[Exercise objective]
Copy out, exactly, the first line of the entries below and every line after it through the one containing "MULTIPOLYGON (((240 59, 236".

[Stored items]
**********
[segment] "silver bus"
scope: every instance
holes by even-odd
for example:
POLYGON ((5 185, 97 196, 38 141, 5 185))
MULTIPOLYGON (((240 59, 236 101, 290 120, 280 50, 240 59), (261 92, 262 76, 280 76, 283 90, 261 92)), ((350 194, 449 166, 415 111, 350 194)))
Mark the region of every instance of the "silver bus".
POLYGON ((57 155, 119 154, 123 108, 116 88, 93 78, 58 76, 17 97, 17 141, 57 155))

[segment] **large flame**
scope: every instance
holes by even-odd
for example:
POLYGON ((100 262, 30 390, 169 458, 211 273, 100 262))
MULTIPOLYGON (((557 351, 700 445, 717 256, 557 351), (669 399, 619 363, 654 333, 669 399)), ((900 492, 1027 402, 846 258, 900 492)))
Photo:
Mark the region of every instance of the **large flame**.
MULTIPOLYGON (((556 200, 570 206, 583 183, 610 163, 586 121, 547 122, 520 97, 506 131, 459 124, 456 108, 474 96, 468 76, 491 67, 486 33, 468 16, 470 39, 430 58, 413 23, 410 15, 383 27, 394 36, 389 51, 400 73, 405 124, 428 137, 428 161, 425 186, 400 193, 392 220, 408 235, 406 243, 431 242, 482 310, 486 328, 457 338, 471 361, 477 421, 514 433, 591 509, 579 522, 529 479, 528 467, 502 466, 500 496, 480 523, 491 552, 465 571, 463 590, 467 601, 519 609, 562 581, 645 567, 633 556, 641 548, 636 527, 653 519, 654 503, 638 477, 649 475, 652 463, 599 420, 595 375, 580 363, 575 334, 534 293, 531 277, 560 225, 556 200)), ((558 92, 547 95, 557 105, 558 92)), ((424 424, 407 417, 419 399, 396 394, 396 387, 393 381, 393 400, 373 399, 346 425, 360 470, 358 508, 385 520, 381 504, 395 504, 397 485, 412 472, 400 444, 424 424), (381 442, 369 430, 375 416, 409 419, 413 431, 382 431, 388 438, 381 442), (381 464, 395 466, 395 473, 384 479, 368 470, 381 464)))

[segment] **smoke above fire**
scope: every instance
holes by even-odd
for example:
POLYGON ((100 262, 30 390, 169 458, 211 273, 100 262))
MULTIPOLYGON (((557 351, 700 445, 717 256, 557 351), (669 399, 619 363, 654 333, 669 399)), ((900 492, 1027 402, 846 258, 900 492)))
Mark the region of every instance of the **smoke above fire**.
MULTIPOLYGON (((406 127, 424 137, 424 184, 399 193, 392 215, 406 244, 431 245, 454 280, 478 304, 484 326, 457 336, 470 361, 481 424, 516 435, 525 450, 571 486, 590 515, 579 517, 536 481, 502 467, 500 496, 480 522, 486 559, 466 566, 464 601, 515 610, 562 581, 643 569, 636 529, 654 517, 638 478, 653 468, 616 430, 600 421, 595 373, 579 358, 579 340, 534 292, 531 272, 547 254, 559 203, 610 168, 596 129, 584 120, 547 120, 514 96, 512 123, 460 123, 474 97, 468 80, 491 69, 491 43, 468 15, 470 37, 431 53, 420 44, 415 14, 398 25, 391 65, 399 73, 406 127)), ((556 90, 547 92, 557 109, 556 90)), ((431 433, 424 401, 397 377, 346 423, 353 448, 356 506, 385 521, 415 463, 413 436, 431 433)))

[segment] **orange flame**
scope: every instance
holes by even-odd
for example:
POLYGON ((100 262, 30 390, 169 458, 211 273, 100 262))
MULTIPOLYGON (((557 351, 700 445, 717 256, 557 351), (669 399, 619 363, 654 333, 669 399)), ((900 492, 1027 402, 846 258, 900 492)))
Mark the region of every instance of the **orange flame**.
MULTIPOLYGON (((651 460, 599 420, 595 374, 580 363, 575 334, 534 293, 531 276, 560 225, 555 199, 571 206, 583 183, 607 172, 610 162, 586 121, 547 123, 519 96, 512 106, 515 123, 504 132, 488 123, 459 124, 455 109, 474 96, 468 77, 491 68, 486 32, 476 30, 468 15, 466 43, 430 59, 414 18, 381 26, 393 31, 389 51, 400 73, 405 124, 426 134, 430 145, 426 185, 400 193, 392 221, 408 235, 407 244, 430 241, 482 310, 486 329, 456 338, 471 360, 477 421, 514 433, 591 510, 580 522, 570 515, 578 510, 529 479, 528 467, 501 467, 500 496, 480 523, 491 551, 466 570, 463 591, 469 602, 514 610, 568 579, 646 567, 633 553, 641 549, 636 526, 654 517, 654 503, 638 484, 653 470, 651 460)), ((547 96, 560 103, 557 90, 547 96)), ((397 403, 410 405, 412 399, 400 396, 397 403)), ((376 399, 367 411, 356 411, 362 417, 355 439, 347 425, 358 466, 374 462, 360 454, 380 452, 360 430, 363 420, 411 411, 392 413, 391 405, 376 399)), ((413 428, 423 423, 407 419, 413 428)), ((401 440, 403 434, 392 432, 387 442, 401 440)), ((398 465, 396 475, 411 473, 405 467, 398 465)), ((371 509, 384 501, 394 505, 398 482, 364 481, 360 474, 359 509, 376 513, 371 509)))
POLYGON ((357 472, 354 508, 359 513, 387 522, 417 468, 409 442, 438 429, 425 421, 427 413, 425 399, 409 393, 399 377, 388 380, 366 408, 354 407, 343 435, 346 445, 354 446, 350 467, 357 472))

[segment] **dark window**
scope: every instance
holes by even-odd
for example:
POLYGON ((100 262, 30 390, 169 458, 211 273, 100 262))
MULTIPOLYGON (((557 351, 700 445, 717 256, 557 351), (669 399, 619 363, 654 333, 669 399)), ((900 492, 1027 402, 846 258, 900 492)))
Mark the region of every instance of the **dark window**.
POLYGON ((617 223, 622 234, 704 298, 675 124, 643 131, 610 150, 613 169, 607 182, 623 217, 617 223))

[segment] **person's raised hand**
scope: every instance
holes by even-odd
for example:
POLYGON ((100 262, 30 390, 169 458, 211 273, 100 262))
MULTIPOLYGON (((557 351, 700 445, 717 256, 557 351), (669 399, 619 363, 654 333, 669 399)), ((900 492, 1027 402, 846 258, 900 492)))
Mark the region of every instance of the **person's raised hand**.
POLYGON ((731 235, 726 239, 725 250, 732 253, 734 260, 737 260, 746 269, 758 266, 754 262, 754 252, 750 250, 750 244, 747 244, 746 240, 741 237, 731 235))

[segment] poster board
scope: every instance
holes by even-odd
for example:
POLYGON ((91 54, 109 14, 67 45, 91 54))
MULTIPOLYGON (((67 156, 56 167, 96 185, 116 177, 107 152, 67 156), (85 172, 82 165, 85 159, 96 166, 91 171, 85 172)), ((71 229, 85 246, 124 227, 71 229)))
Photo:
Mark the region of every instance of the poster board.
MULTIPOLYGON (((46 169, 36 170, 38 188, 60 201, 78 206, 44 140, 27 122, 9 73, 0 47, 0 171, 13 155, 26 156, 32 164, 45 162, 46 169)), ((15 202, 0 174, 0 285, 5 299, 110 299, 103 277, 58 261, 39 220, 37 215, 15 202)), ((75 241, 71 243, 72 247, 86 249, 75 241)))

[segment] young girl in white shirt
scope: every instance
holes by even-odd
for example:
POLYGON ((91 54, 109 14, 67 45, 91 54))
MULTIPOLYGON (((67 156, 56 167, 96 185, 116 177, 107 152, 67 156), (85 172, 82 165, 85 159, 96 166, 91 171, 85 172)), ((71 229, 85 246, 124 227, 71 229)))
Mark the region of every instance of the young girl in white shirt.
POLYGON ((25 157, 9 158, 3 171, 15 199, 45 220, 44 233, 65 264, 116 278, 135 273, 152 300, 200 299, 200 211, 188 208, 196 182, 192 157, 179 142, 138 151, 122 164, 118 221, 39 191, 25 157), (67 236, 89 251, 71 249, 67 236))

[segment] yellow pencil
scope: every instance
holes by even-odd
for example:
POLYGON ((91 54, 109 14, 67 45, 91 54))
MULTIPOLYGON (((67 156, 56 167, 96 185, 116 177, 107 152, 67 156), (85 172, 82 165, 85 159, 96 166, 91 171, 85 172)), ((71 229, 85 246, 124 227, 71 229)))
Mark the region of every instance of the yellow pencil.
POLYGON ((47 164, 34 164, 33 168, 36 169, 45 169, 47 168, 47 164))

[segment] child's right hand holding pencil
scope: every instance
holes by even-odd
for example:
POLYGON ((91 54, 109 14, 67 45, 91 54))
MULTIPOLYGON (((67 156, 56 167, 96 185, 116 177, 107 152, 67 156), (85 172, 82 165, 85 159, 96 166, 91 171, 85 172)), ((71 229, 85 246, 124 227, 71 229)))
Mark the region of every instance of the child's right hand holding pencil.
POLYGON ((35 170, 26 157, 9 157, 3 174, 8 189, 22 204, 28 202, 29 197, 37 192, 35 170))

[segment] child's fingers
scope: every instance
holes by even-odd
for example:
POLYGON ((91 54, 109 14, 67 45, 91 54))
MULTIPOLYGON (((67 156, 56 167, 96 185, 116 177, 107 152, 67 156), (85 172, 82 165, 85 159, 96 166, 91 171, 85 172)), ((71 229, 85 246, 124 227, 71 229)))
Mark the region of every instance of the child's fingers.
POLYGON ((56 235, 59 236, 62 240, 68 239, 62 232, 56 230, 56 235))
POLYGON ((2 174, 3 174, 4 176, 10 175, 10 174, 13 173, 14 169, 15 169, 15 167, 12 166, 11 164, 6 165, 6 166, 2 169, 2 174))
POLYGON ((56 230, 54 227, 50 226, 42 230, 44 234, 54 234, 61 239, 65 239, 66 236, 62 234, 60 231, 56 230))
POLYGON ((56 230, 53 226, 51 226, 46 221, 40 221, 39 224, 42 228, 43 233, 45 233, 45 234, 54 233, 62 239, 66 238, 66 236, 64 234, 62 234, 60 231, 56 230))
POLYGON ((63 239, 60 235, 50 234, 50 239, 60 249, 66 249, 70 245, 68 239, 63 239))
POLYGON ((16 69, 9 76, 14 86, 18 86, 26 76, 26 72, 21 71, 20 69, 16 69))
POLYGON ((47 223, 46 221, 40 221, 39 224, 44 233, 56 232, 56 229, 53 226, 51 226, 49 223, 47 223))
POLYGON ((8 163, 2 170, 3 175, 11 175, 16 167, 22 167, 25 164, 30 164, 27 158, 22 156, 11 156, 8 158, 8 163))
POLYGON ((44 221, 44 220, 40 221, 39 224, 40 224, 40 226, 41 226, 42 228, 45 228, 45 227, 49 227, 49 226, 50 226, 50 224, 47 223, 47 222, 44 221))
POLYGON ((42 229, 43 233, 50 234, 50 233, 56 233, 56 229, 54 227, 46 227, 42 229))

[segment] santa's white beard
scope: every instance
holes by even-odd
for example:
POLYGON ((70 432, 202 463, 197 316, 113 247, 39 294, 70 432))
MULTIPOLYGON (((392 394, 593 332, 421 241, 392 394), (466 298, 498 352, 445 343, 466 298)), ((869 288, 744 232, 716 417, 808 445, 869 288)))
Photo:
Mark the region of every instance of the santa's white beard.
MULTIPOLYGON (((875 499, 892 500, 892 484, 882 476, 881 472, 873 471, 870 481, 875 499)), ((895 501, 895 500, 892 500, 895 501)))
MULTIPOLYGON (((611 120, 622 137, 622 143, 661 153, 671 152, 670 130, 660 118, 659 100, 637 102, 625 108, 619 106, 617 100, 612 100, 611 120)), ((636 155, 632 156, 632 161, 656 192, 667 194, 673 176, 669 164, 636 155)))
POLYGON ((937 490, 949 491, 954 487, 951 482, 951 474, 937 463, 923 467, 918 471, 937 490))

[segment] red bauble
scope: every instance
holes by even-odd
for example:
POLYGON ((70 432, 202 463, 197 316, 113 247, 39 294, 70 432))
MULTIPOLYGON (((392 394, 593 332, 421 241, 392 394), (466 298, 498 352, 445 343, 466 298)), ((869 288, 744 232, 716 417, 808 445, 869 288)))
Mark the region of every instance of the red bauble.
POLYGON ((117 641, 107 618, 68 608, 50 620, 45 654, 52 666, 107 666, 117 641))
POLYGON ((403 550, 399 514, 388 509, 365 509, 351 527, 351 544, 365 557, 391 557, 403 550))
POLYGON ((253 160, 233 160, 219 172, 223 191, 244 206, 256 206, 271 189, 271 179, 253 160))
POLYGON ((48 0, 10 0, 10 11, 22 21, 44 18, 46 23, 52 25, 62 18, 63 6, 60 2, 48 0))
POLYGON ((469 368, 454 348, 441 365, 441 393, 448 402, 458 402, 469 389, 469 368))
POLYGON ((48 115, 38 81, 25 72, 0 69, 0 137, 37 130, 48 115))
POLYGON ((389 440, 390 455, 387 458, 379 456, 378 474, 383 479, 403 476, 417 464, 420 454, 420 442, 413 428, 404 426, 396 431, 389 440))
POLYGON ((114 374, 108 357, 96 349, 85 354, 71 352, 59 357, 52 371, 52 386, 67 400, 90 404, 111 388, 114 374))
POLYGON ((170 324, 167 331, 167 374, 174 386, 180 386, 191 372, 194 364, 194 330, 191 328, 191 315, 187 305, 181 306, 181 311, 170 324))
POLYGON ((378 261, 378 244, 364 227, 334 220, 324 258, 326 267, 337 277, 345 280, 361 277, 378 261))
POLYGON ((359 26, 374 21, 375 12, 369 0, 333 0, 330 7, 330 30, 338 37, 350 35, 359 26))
**********
[The completed task]
[segment] "silver bus"
scope: every instance
holes by even-odd
for example:
POLYGON ((5 185, 97 196, 38 141, 5 185))
MULTIPOLYGON (((240 59, 236 101, 290 120, 280 50, 240 59), (261 92, 262 76, 280 76, 283 90, 261 92)), ((350 194, 449 166, 415 111, 350 194)))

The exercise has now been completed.